▶ [DESCRIPTION OF THE TASK]: Rewrite every line of the listing below, swapping "Pick out" for "Find" and leaving everything else unchanged. Omit the pictures from your answer.

Stored entries
════════
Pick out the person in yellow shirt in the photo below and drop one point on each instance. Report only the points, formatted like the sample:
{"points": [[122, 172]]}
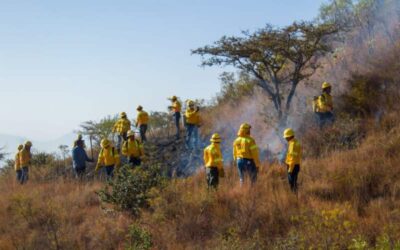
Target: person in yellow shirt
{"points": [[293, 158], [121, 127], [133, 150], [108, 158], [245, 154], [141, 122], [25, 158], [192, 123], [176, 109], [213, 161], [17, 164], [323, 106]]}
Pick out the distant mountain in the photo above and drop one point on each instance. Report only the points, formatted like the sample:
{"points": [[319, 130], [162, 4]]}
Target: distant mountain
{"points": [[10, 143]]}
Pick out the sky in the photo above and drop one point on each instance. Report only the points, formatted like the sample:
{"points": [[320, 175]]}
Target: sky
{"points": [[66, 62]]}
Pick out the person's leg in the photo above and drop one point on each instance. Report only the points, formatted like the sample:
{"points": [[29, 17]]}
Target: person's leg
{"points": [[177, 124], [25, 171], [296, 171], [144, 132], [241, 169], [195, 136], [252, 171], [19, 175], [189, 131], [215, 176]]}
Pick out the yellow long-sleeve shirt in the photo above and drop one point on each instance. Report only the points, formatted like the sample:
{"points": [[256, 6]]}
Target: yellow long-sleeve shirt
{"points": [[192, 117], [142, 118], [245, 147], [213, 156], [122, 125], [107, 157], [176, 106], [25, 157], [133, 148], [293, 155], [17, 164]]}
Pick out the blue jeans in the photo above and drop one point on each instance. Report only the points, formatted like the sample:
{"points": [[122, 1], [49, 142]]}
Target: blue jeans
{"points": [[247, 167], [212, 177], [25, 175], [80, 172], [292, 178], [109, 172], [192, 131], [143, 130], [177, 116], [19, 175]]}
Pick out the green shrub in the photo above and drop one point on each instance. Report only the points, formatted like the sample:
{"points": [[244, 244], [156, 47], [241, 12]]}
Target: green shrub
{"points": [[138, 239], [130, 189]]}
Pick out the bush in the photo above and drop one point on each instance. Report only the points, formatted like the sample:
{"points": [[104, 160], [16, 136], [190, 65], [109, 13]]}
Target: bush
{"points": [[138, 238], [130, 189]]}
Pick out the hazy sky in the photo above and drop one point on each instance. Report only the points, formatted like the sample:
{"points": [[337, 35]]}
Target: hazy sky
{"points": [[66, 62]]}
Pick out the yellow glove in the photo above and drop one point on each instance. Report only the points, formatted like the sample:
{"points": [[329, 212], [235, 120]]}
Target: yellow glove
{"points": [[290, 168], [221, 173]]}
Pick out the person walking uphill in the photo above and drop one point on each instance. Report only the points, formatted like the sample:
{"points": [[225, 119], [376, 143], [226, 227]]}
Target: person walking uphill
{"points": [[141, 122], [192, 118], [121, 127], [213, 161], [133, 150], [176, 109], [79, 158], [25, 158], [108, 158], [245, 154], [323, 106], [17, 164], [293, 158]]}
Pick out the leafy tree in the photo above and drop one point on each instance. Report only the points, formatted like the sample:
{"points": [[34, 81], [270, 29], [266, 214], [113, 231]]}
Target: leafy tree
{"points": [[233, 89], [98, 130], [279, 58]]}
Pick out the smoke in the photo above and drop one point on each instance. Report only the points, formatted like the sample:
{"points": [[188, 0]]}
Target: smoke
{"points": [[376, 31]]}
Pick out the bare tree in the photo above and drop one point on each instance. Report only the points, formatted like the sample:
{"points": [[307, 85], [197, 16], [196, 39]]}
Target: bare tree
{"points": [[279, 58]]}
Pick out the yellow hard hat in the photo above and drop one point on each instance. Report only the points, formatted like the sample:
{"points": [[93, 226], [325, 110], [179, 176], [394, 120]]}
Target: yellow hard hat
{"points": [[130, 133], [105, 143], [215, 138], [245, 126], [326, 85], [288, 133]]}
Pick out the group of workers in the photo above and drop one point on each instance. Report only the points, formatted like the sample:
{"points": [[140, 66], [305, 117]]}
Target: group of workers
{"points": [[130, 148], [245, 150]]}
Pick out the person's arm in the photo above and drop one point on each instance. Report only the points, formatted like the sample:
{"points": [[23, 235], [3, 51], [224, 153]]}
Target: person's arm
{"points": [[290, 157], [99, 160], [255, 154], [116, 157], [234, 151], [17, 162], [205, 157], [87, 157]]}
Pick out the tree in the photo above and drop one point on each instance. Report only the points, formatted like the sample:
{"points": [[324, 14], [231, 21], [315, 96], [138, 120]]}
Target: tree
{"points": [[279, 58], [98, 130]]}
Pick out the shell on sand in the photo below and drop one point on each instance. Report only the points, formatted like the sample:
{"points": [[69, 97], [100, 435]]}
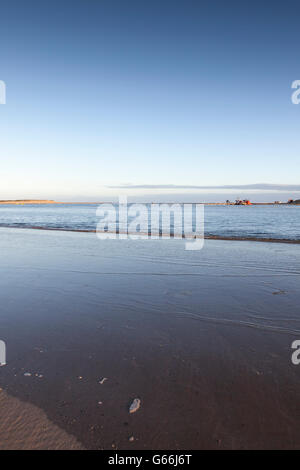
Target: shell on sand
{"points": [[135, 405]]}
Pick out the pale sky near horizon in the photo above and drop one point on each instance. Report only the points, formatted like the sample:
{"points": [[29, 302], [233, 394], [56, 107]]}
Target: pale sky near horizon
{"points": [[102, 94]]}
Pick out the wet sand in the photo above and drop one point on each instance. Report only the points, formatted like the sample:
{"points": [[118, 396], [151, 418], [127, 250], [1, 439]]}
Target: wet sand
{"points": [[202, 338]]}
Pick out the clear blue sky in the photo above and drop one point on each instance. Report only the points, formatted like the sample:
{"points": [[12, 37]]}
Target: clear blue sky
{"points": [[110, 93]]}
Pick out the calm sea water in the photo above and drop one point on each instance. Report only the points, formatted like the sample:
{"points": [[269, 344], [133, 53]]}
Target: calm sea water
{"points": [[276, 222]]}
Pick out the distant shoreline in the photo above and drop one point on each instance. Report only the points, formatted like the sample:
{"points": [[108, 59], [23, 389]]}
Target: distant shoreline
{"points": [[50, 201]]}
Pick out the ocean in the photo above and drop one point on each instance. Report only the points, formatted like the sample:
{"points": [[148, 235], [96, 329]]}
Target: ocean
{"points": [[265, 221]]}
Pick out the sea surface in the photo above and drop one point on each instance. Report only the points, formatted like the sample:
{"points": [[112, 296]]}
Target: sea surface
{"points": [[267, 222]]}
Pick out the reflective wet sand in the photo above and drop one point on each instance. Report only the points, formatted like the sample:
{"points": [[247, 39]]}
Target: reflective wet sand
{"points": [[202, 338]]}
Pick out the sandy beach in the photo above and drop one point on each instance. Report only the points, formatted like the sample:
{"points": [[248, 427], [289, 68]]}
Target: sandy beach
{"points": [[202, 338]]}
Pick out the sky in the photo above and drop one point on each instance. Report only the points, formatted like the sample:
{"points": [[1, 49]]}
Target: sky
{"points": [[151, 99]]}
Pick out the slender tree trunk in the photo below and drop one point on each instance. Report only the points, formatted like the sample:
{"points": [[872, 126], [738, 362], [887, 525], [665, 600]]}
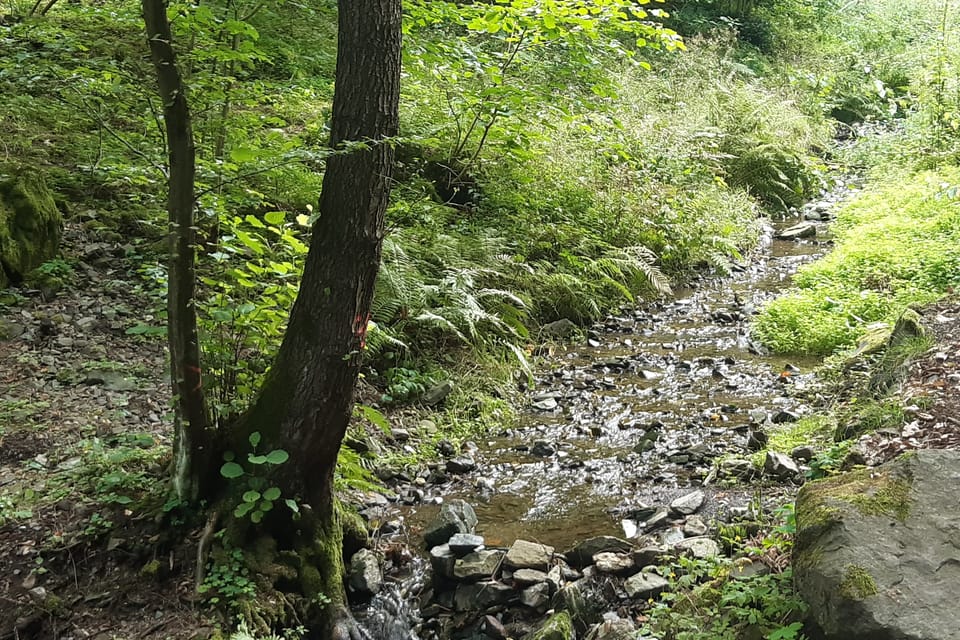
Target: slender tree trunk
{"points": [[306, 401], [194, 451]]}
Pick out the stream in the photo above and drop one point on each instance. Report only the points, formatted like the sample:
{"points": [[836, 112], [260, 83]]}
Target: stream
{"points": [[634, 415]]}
════════
▶ [CORRECT RESPONSE]:
Find the person in yellow shirt in the photo below and drop one point on each instance. Report only the points, formatted like the sample:
{"points": [[122, 172]]}
Target: person in yellow shirt
{"points": [[293, 158], [121, 127], [133, 150], [108, 158], [245, 154], [141, 122], [25, 158], [192, 123], [176, 109], [213, 161], [17, 164], [323, 106]]}
Find the distant mountain in the photo above and drop one point on each instance. Report only the points, formatted like the sample:
{"points": [[319, 130], [162, 4]]}
Target: distant mountain
{"points": [[10, 143]]}
Find the sky in the photo above and drop one point on each instance. Report only the points, formatted like the sample:
{"points": [[320, 175]]}
Target: sky
{"points": [[66, 62]]}
Find the person's leg in the photo above and drop one point on each instance. Report only the points, formatted like the sample:
{"points": [[29, 17]]}
Target: person's leg
{"points": [[177, 124], [25, 171], [296, 171], [144, 132], [241, 169], [195, 136], [252, 171], [19, 175], [189, 131], [215, 176]]}
Find the yellow long-sleeve shirt in the photo above and drop one point on each instance. Report only the points, formatted like the sample:
{"points": [[256, 6]]}
Target: yellow long-sleeve shirt
{"points": [[192, 117], [142, 118], [245, 147], [213, 156], [122, 125], [107, 157], [176, 106], [25, 157], [133, 148], [293, 155], [17, 164]]}
Find the blue jeans in the photo above and drop one point on each instance. Report only the points, formatted like the sample:
{"points": [[122, 1], [49, 142]]}
Target: blue jeans
{"points": [[247, 167], [212, 177], [25, 175], [80, 172], [292, 178], [109, 172], [192, 131], [143, 130], [177, 116], [19, 175]]}
Find the green shrub in the photo above and drop one point on each instance. Report only the points, formatted like the sample:
{"points": [[244, 244], [156, 47], [241, 12]]}
Target: green shrub
{"points": [[138, 239], [130, 189]]}
Find the bush in the photo above and drop one point on each instance. Report only the points, formatted like the sample:
{"points": [[104, 160], [16, 136], [190, 65], [109, 13]]}
Target: bush
{"points": [[138, 238], [130, 189]]}
Find the hazy sky in the photo above and drop one point on each instance. Report only the points, formatted like the sample:
{"points": [[337, 35]]}
Target: hazy sky
{"points": [[66, 62]]}
Find the yellow glove in the photo above and drop one point on each instance. Report only the points, formatted like the sample:
{"points": [[329, 212], [235, 120]]}
Target: yellow glove
{"points": [[290, 168], [221, 173]]}
Find the person walking uphill in the photo above and drop one point on each instance. Report only the points, formatted like the sample:
{"points": [[225, 119], [376, 143], [226, 227]]}
Target: person walking uphill
{"points": [[141, 122], [192, 118], [121, 127], [213, 161], [133, 150], [176, 109], [79, 158], [25, 158], [108, 158], [245, 154], [323, 106], [17, 164], [293, 158]]}
Find the leafy tree in the photo above and drop one point on each instance. Report only the points, formatted like the sample:
{"points": [[34, 81], [270, 29], [266, 214], [113, 231]]}
Target: leafy tree
{"points": [[233, 89], [98, 130], [279, 58]]}
Find the smoke in the photo above and drop one point on each instance. Report only the points, formatted like the sample:
{"points": [[188, 0]]}
Target: smoke
{"points": [[376, 31]]}
Find the bare tree in the photo above and drop one point on each instance. Report only the points, formatted like the sample:
{"points": [[307, 85], [197, 16], [196, 39]]}
Target: bare tree
{"points": [[279, 58]]}
Find the yellow hard hat in the photo above and drop one point on each instance. Report only the points, formatted like the sample:
{"points": [[93, 226], [325, 110], [179, 176], [394, 120]]}
Target: yellow hard hat
{"points": [[130, 133], [105, 143], [215, 138], [245, 126], [326, 85], [288, 133]]}
Find the group of workers in the photo above and drop one point on each instance. Report only the points, formatted like the sample:
{"points": [[140, 66], [305, 117]]}
Target: group of workers
{"points": [[130, 148], [245, 150]]}
Find the person's arm in the photo above and drop one point on each instance. Report only the points, formatted like the sample:
{"points": [[23, 235], [3, 51], [224, 153]]}
Target: person's arm
{"points": [[290, 157], [99, 160], [255, 154], [116, 157], [234, 151], [17, 162], [205, 157], [87, 157]]}
Find the tree in the photo above and drop one point on each instance. Report only the points, formatted like the sample:
{"points": [[324, 14], [231, 21], [315, 96], [138, 120]]}
Target: tree
{"points": [[279, 58], [98, 130]]}
Find the shell on sand in the photo below and drop one point on each instance. Report only the points, formatted like the sample:
{"points": [[69, 97], [100, 435]]}
Target: shell on sand
{"points": [[135, 405]]}
Find the pale sky near horizon in the photo above and drop one point on each instance. Report only the points, formatted like the sample:
{"points": [[29, 302], [233, 394], [56, 107]]}
Target: pale sky near horizon
{"points": [[102, 94]]}
Find the wet sand in the photo above and drop one point on each instance. Report only the points, formatted like the sample:
{"points": [[118, 396], [151, 418], [127, 250], [1, 439]]}
Target: wet sand
{"points": [[202, 338]]}
Find the clear blue sky in the photo above and drop one point on each instance. Report only the points, formatted like the sample:
{"points": [[12, 37]]}
Target: clear blue sky
{"points": [[110, 93]]}
Find the calm sea water in the photo above and drop one point on each instance. Report only the points, formatted like the sample:
{"points": [[269, 344], [133, 53]]}
Target: calm sea water
{"points": [[276, 222]]}
Find the distant shoreline in the photo above and drop one point on each instance. Report only the points, formatted like the sample:
{"points": [[108, 59], [23, 389]]}
Target: distant shoreline
{"points": [[50, 201]]}
Find the ocean in the photo above and drop one point on each instance. Report only the points, formatted like the sample:
{"points": [[148, 235], [96, 329]]}
Target: ocean
{"points": [[265, 221]]}
Find the sea surface in the photo above and drop one point on each instance. Report only the points, formatted like the sample:
{"points": [[112, 296]]}
Target: sea surface
{"points": [[267, 222]]}
Find the reflective wet sand in the photo above and drop one point on each instance. Report only the points, formatted like the sample:
{"points": [[247, 39]]}
Target: reflective wet sand
{"points": [[202, 338]]}
Find the sandy beach in the photo above and drop one point on each instance. Report only the points, formatted like the sample:
{"points": [[248, 427], [289, 68]]}
Target: sandy beach
{"points": [[202, 338]]}
Find the sky in the photo above and drop one point on each instance. Report only the points, formatted like the sample:
{"points": [[1, 49]]}
Target: sky
{"points": [[151, 99]]}
Find the slender tree trunk in the photo below and drop one point on each instance. Report only the points, formatted like the sample:
{"points": [[872, 126], [738, 362], [887, 525], [665, 600]]}
Target: slender tree trunk
{"points": [[306, 401], [194, 451]]}
Find the stream in the photo above and drop one point on each instance. Report only the points, formatted like the sample:
{"points": [[836, 112], [260, 83]]}
Target: stream
{"points": [[634, 415]]}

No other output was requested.